Instruction
Starting with the line that contains "Whereabouts in this drawing is the gravel" and going on through the line that contains "[455,157,458,190]", write those lines out again with "visible" swapped for "shown" and nothing else altered. Return only those lines.

[Material provided start]

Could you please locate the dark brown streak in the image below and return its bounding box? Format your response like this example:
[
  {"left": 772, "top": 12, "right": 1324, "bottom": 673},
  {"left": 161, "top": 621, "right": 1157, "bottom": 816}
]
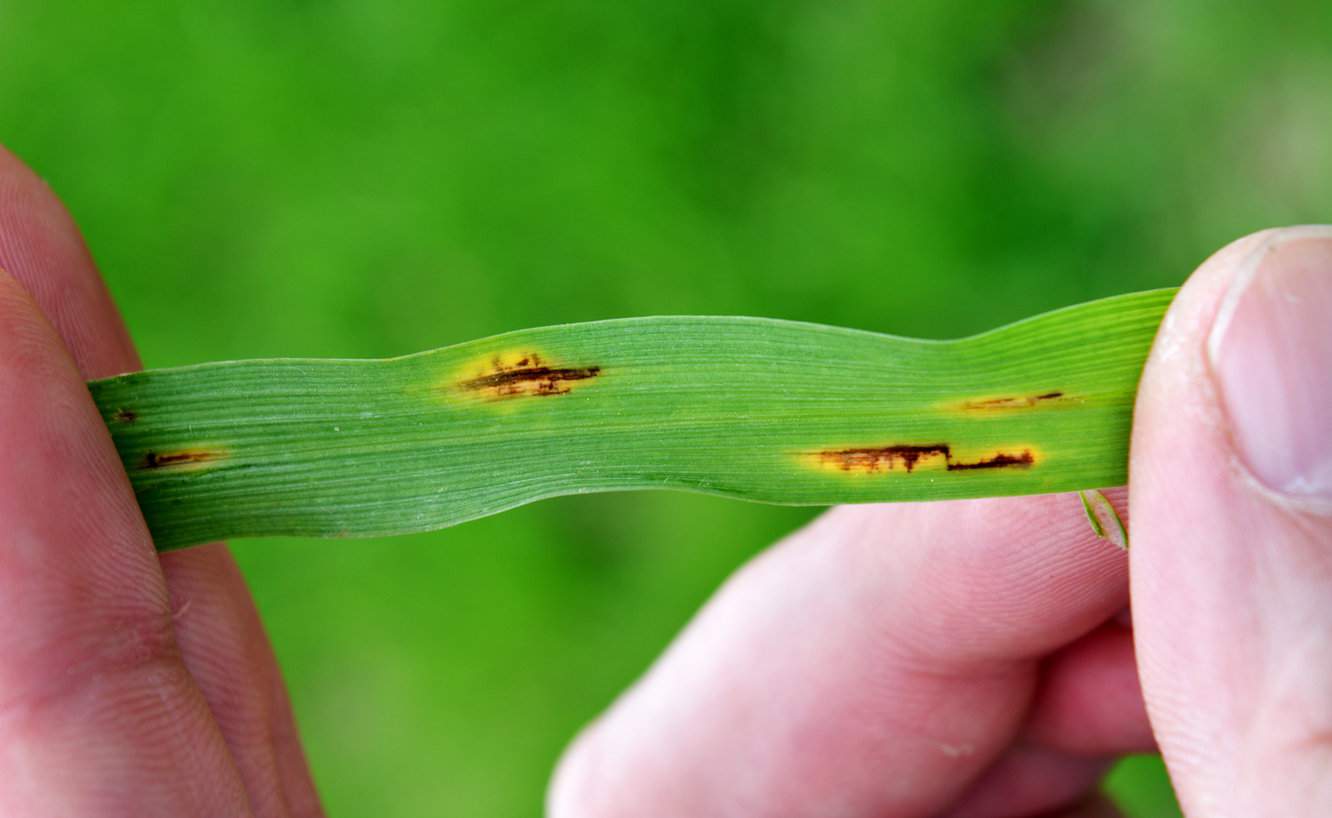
[
  {"left": 963, "top": 392, "right": 1064, "bottom": 409},
  {"left": 458, "top": 356, "right": 601, "bottom": 397},
  {"left": 948, "top": 449, "right": 1036, "bottom": 472},
  {"left": 140, "top": 452, "right": 218, "bottom": 469},
  {"left": 819, "top": 444, "right": 1036, "bottom": 473}
]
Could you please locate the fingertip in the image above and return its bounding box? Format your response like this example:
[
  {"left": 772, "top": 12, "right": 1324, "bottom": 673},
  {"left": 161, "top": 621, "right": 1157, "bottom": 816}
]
[
  {"left": 1130, "top": 228, "right": 1332, "bottom": 815},
  {"left": 0, "top": 145, "right": 139, "bottom": 378}
]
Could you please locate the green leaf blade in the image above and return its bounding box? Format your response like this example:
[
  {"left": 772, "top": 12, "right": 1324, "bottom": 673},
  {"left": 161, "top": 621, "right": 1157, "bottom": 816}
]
[{"left": 89, "top": 290, "right": 1173, "bottom": 549}]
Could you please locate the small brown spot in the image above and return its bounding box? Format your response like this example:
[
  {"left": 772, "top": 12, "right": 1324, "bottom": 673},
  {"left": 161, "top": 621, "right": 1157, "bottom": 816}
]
[
  {"left": 139, "top": 449, "right": 222, "bottom": 469},
  {"left": 458, "top": 353, "right": 601, "bottom": 400},
  {"left": 817, "top": 444, "right": 1036, "bottom": 473},
  {"left": 948, "top": 449, "right": 1036, "bottom": 472},
  {"left": 962, "top": 390, "right": 1075, "bottom": 410},
  {"left": 819, "top": 444, "right": 952, "bottom": 472}
]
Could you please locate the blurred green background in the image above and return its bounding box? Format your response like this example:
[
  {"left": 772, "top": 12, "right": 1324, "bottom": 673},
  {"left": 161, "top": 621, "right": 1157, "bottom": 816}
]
[{"left": 0, "top": 0, "right": 1332, "bottom": 818}]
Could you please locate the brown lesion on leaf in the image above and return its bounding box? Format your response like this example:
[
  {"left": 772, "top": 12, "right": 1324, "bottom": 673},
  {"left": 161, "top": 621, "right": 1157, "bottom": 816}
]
[
  {"left": 962, "top": 389, "right": 1082, "bottom": 412},
  {"left": 811, "top": 444, "right": 1036, "bottom": 474},
  {"left": 139, "top": 448, "right": 226, "bottom": 469},
  {"left": 457, "top": 352, "right": 601, "bottom": 400}
]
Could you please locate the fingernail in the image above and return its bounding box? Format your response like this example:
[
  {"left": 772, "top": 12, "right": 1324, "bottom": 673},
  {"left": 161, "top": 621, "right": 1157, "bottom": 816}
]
[{"left": 1208, "top": 226, "right": 1332, "bottom": 501}]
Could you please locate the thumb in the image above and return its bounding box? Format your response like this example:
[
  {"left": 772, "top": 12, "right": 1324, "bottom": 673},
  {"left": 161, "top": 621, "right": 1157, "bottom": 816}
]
[{"left": 1130, "top": 226, "right": 1332, "bottom": 817}]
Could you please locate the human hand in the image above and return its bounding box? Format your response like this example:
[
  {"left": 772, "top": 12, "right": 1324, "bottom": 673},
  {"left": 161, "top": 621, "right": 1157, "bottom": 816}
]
[
  {"left": 547, "top": 228, "right": 1332, "bottom": 818},
  {"left": 0, "top": 149, "right": 321, "bottom": 818}
]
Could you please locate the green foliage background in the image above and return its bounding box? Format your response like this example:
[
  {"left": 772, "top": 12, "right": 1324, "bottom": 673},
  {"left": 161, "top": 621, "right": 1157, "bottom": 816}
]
[{"left": 0, "top": 0, "right": 1332, "bottom": 818}]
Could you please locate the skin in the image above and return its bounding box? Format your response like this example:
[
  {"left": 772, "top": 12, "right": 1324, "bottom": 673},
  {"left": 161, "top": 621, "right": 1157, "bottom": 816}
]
[{"left": 0, "top": 151, "right": 1332, "bottom": 818}]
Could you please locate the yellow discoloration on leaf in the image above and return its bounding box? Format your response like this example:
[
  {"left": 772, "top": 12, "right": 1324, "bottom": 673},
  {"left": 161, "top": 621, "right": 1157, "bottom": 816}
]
[
  {"left": 944, "top": 389, "right": 1086, "bottom": 414},
  {"left": 139, "top": 445, "right": 232, "bottom": 472},
  {"left": 450, "top": 349, "right": 602, "bottom": 401},
  {"left": 798, "top": 442, "right": 1042, "bottom": 476}
]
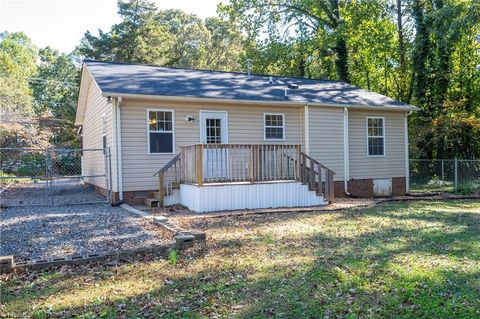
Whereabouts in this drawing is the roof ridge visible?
[83,59,344,84]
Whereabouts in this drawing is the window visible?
[264,114,285,140]
[148,110,173,154]
[367,117,385,156]
[206,118,222,144]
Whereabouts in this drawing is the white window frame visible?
[365,116,387,157]
[263,113,287,141]
[198,110,228,144]
[146,109,175,155]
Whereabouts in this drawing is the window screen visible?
[367,117,385,156]
[148,111,173,153]
[265,114,285,140]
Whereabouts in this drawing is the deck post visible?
[295,145,302,182]
[158,171,165,207]
[308,159,315,190]
[197,144,203,186]
[248,145,255,183]
[317,163,323,195]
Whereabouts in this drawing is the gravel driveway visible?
[0,204,171,259]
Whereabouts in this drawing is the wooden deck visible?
[157,144,335,206]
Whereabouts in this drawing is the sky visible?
[0,0,222,52]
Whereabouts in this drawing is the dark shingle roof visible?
[85,61,415,109]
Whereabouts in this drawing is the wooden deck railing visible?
[155,144,335,206]
[180,144,301,186]
[300,153,335,203]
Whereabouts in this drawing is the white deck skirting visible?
[165,181,328,213]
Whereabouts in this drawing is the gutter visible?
[403,111,412,194]
[102,92,420,111]
[303,102,310,155]
[112,97,123,202]
[343,107,351,196]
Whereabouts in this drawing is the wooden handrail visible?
[157,154,182,207]
[299,153,335,203]
[153,154,180,176]
[154,144,335,206]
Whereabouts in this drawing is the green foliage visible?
[77,0,248,71]
[0,32,37,117]
[0,0,480,158]
[16,154,46,177]
[52,153,82,176]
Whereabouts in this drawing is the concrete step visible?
[143,197,158,207]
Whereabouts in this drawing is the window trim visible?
[365,116,387,157]
[198,110,228,144]
[146,109,176,155]
[263,112,287,141]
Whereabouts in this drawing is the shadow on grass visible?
[2,202,480,318]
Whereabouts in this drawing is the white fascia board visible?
[102,92,420,111]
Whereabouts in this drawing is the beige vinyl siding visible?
[308,106,344,181]
[349,110,405,179]
[121,99,303,191]
[82,70,116,189]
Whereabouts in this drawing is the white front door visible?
[200,111,228,181]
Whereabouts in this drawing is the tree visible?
[221,0,350,82]
[77,0,170,64]
[0,32,37,119]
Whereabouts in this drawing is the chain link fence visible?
[0,148,111,207]
[410,159,480,194]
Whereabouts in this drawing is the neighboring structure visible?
[76,61,417,211]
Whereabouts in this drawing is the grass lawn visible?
[0,200,480,318]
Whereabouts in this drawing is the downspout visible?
[303,102,310,155]
[403,111,412,194]
[114,97,123,202]
[343,107,350,196]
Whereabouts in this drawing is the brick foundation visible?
[88,177,406,205]
[392,177,407,196]
[333,181,347,198]
[348,179,373,198]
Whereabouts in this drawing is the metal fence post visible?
[455,157,458,190]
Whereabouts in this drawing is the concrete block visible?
[187,229,207,241]
[0,255,15,270]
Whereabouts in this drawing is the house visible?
[76,61,417,211]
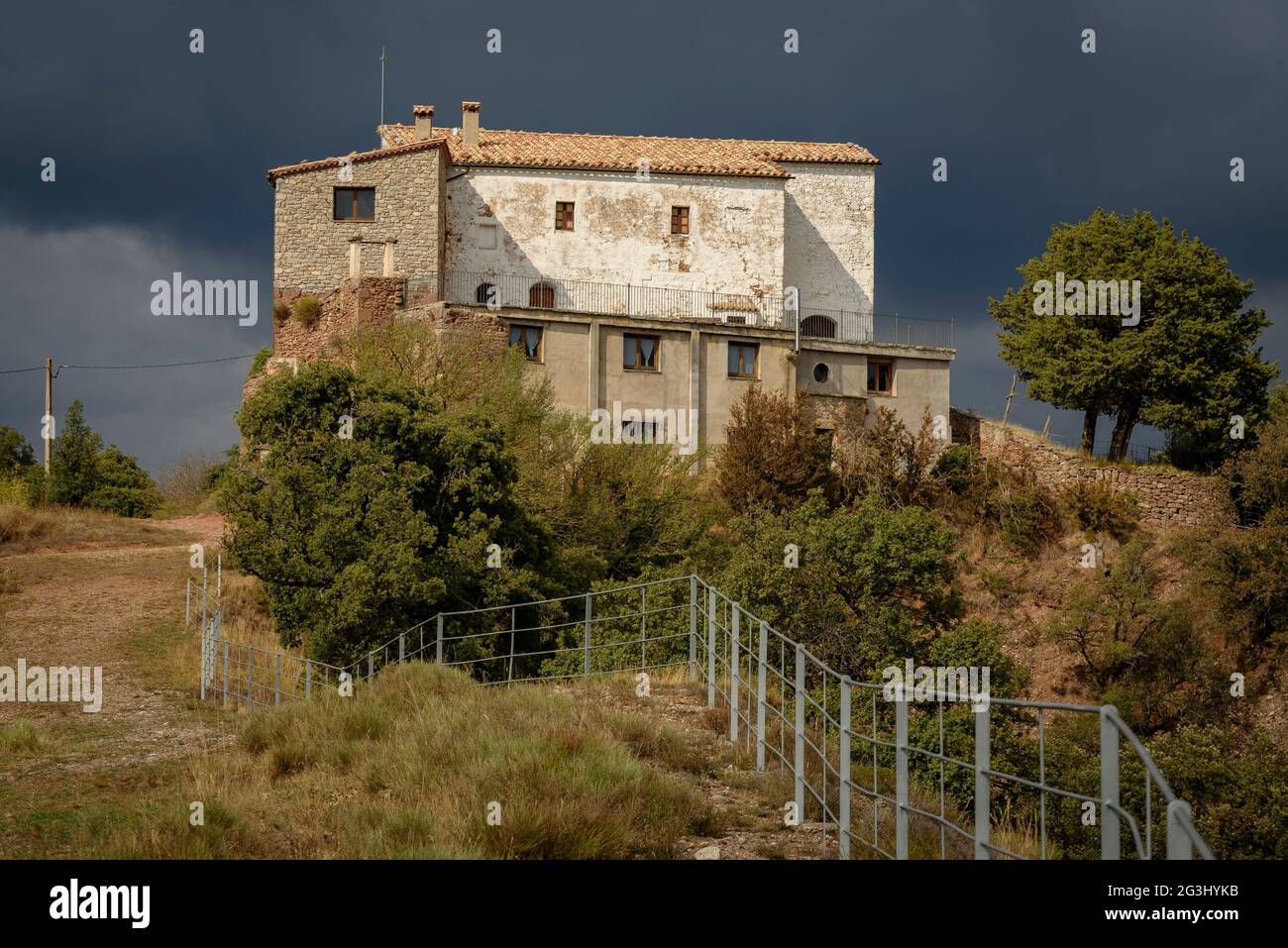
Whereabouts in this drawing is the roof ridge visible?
[376,123,867,151]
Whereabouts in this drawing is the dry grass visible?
[0,503,180,555]
[220,572,304,658]
[70,664,712,859]
[0,721,49,755]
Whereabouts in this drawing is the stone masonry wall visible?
[273,149,446,295]
[950,408,1235,527]
[273,277,404,361]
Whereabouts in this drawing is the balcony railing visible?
[417,271,953,349]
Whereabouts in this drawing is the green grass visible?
[63,664,715,859]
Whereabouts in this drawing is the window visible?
[332,188,376,220]
[510,323,545,362]
[802,313,836,339]
[868,360,894,395]
[622,421,662,445]
[528,283,555,309]
[622,332,662,372]
[729,343,760,378]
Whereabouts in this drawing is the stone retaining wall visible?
[950,408,1236,527]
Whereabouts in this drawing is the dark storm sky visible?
[0,0,1288,472]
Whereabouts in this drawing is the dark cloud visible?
[0,0,1288,468]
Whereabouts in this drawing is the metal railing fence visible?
[407,270,954,349]
[190,576,1212,859]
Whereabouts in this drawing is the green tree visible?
[716,489,962,681]
[84,445,161,516]
[988,209,1278,463]
[49,398,103,507]
[716,385,831,513]
[220,364,549,665]
[0,425,36,476]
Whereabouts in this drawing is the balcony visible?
[417,271,953,349]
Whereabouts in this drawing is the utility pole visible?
[1002,373,1020,428]
[40,360,54,503]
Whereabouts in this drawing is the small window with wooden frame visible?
[868,360,894,395]
[331,188,376,223]
[622,332,662,372]
[729,343,760,378]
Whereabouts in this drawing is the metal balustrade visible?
[190,576,1212,859]
[407,270,954,349]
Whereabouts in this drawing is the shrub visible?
[0,425,36,476]
[1064,480,1140,540]
[932,445,1061,555]
[716,385,831,513]
[1153,728,1288,859]
[85,445,161,516]
[220,362,546,664]
[832,408,939,506]
[246,345,273,378]
[291,296,322,326]
[0,469,39,507]
[49,398,103,507]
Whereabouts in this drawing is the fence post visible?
[581,592,591,678]
[729,603,742,742]
[707,586,716,707]
[1100,704,1121,859]
[839,675,850,859]
[794,644,805,823]
[894,684,909,859]
[505,606,519,687]
[1167,799,1194,859]
[690,576,698,682]
[975,702,993,859]
[756,619,769,771]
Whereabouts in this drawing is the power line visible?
[0,352,257,374]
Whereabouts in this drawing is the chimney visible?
[461,102,480,149]
[411,106,434,142]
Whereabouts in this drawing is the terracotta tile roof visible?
[377,125,880,177]
[268,137,446,184]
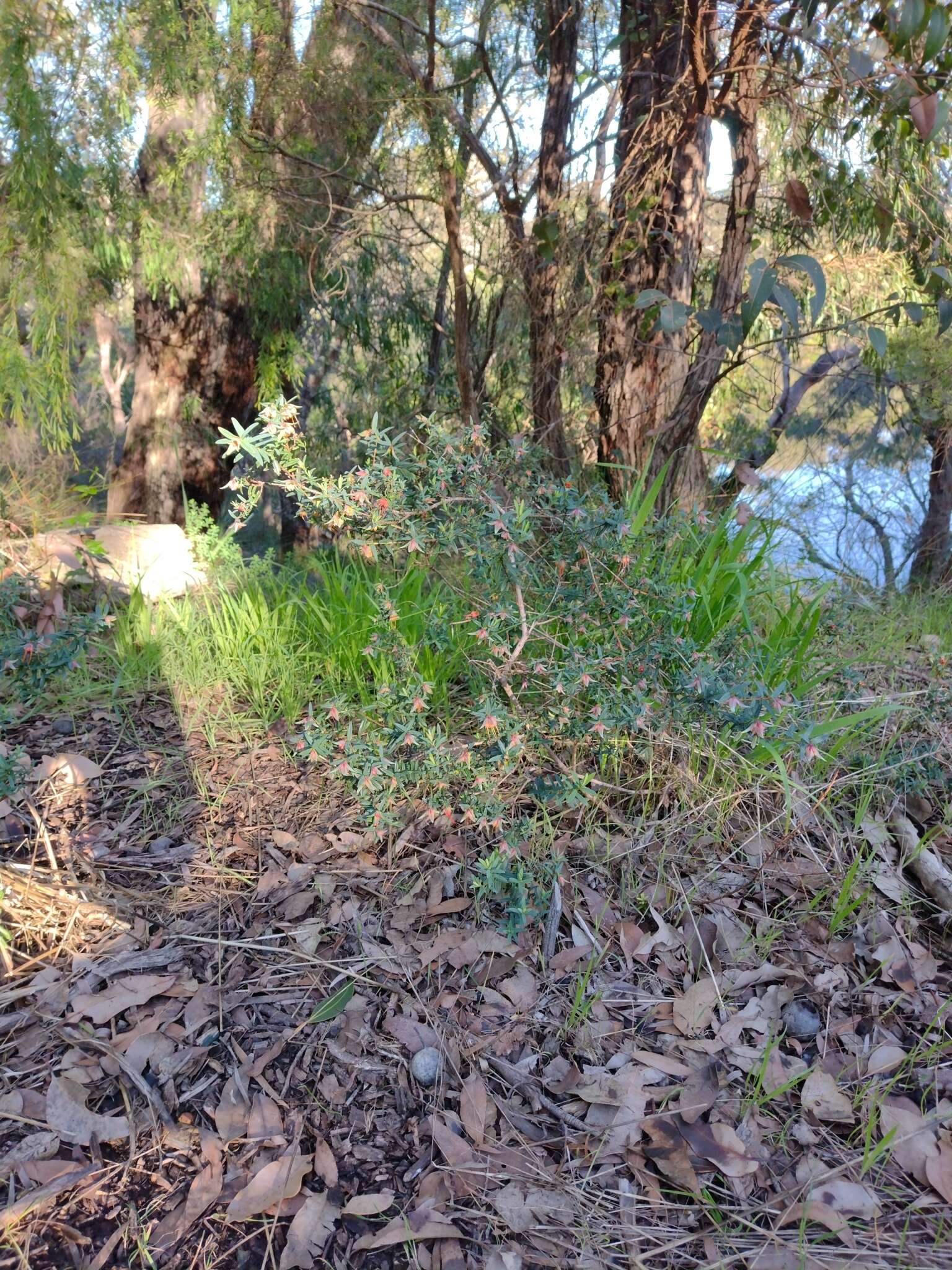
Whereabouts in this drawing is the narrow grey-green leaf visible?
[923,4,950,62]
[307,983,354,1024]
[770,282,800,335]
[866,326,889,357]
[777,253,826,325]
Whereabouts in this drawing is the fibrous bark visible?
[596,0,763,507]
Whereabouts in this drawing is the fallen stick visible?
[890,813,952,922]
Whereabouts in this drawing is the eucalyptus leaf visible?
[307,982,354,1024]
[770,282,800,337]
[777,253,826,325]
[866,326,889,357]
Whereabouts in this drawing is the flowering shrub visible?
[221,400,842,835]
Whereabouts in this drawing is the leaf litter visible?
[0,697,952,1270]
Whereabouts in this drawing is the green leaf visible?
[777,253,826,326]
[694,309,723,334]
[770,282,800,335]
[658,300,690,335]
[902,300,923,326]
[635,287,668,309]
[810,705,897,740]
[896,0,925,48]
[923,5,950,62]
[866,326,889,357]
[717,314,744,353]
[307,980,354,1024]
[740,258,777,335]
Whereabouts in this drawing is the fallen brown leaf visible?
[672,978,720,1036]
[71,974,177,1026]
[925,1142,952,1204]
[800,1068,855,1124]
[30,753,103,785]
[383,1015,439,1054]
[46,1076,132,1147]
[0,1130,60,1179]
[224,1156,311,1222]
[355,1208,465,1250]
[879,1097,940,1185]
[643,1116,700,1195]
[340,1191,394,1217]
[280,1191,340,1270]
[459,1072,488,1147]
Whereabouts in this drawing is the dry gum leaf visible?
[340,1191,394,1217]
[800,1068,855,1124]
[672,978,720,1036]
[280,1192,340,1270]
[46,1076,131,1147]
[73,974,175,1026]
[226,1156,311,1222]
[355,1208,465,1250]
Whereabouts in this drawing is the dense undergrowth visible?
[0,412,952,925]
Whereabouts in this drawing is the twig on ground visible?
[486,1054,589,1133]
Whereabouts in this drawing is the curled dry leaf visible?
[490,1183,571,1235]
[797,1175,881,1222]
[459,1072,488,1147]
[383,1015,439,1054]
[226,1156,311,1222]
[678,1117,760,1177]
[246,1093,284,1142]
[783,177,814,224]
[498,965,538,1010]
[909,93,940,141]
[925,1142,952,1204]
[214,1076,252,1142]
[645,1116,700,1195]
[280,1192,340,1270]
[314,1134,338,1186]
[73,974,175,1026]
[879,1097,940,1185]
[672,978,720,1036]
[355,1208,465,1254]
[800,1068,855,1124]
[30,755,103,785]
[46,1076,131,1147]
[340,1191,394,1217]
[150,1129,222,1252]
[0,1130,60,1179]
[777,1199,855,1248]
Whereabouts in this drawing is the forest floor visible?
[0,579,952,1270]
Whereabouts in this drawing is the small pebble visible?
[781,997,820,1040]
[410,1046,443,1088]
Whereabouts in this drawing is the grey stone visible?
[781,997,820,1040]
[410,1046,443,1088]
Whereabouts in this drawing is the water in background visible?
[744,458,929,587]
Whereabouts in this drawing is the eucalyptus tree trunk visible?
[107,91,255,523]
[909,427,952,587]
[596,0,763,507]
[523,0,583,475]
[108,0,399,522]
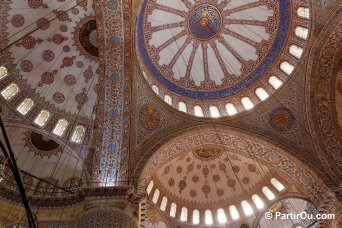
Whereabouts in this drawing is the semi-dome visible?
[136,0,310,117]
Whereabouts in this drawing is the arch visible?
[160,196,167,211]
[229,205,240,220]
[178,101,187,112]
[271,177,285,192]
[209,106,221,118]
[241,200,254,216]
[152,85,159,94]
[204,210,214,225]
[289,44,304,59]
[226,103,237,116]
[152,188,160,204]
[241,97,254,110]
[194,105,204,117]
[261,186,275,200]
[280,61,295,75]
[0,66,8,80]
[268,75,283,90]
[192,210,200,225]
[217,208,228,224]
[180,207,188,222]
[70,125,86,144]
[255,88,270,101]
[164,94,172,105]
[136,124,327,210]
[252,194,265,209]
[170,203,177,218]
[146,180,154,195]
[52,119,69,136]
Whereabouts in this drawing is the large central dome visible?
[136,0,309,117]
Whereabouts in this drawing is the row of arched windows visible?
[147,7,310,118]
[0,66,86,143]
[146,178,285,225]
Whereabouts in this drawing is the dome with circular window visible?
[136,0,310,118]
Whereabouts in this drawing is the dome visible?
[136,0,310,118]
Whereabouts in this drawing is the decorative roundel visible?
[135,0,310,117]
[269,107,295,131]
[188,4,222,40]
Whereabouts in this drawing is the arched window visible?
[52,119,69,136]
[164,95,172,105]
[142,71,147,78]
[192,210,200,225]
[229,205,240,220]
[152,189,160,204]
[268,76,283,90]
[71,125,86,143]
[209,106,221,118]
[152,85,159,94]
[280,61,294,75]
[226,103,237,116]
[289,44,303,59]
[160,196,167,211]
[0,66,8,80]
[181,207,188,222]
[17,98,34,116]
[1,83,19,100]
[241,97,254,110]
[297,7,310,19]
[178,101,187,112]
[204,210,213,225]
[217,208,227,224]
[255,88,269,101]
[271,178,285,192]
[241,200,253,216]
[34,109,50,127]
[295,26,309,40]
[194,105,204,117]
[146,181,153,195]
[170,203,177,218]
[261,187,275,200]
[252,194,265,209]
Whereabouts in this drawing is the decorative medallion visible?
[139,104,160,130]
[188,4,222,40]
[24,131,63,158]
[269,107,295,131]
[135,0,309,116]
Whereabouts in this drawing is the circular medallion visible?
[269,107,295,131]
[135,0,310,118]
[188,4,222,40]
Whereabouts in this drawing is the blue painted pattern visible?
[136,0,291,100]
[188,4,222,40]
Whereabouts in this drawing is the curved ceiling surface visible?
[136,0,309,116]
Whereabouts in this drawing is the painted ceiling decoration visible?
[138,126,332,225]
[0,0,99,144]
[136,0,310,117]
[0,126,88,198]
[24,131,63,158]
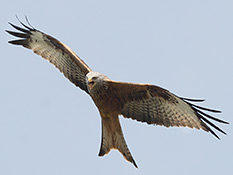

[Material provided end]

Task answer
Whereabouts in this drawing is the gravel driveway shown?
[0,204,171,259]
Whereabouts in this drawing is the wooden deck shown?
[157,144,335,206]
Whereabouts in this drawing is the sky shown?
[0,0,222,52]
Whereabouts in this drawing is the dark shingle roof shown?
[85,61,415,109]
Whereabouts in this drawing is the wooden deck railing shown?
[155,144,335,206]
[180,144,301,186]
[300,153,335,203]
Whereabouts in this drawing is the white deck skirting shown?
[165,181,328,213]
Whereabouts in this drawing is the gutter shown?
[403,111,412,194]
[102,92,420,111]
[303,102,310,155]
[112,97,123,202]
[343,107,351,196]
Whereabouts in this drawing is the wooden handrail shown?
[157,154,182,207]
[299,153,335,203]
[153,154,180,176]
[154,144,335,206]
Whereabouts in this drawing is the green foliage shown?
[77,0,248,71]
[0,32,37,117]
[0,0,480,158]
[16,154,46,177]
[52,153,82,176]
Whereabouts in this drawing is the concrete step shown?
[143,197,158,207]
Whereabouts in this drawing is the window trim shown?
[365,116,387,157]
[198,110,228,144]
[146,109,176,155]
[263,112,287,141]
Whereabouts in this drawing is the shadow on grass shown?
[2,202,480,318]
Whereabouts in this drawing is the white fascia board shown?
[102,92,420,111]
Whereabouts in this drawing is the beige vinyl siding shown?
[308,106,344,181]
[349,110,405,179]
[121,99,303,191]
[82,70,116,189]
Whereabouts in this drawing is the white front door shown?
[200,111,228,181]
Whereabouts in this drawing is the tree shown?
[221,0,350,82]
[77,0,170,64]
[0,32,37,119]
Whereabouts in this drawing is the chain link fence shown?
[0,148,111,207]
[410,159,480,194]
Whereabouts in this drawing is the neighboring structure shown?
[76,61,417,211]
Whereabouts in this drawing is the grass lawn shown?
[0,200,480,318]
Whereabouts in this drawing is the downspout shown?
[303,102,310,155]
[403,111,412,194]
[114,97,123,202]
[343,107,350,196]
Whereabouts in this drawing is the brick foundation shown?
[88,177,406,205]
[392,177,407,196]
[333,181,347,198]
[348,179,373,198]
Whereabouts in this drawing is the metal fence post shown?
[455,157,458,190]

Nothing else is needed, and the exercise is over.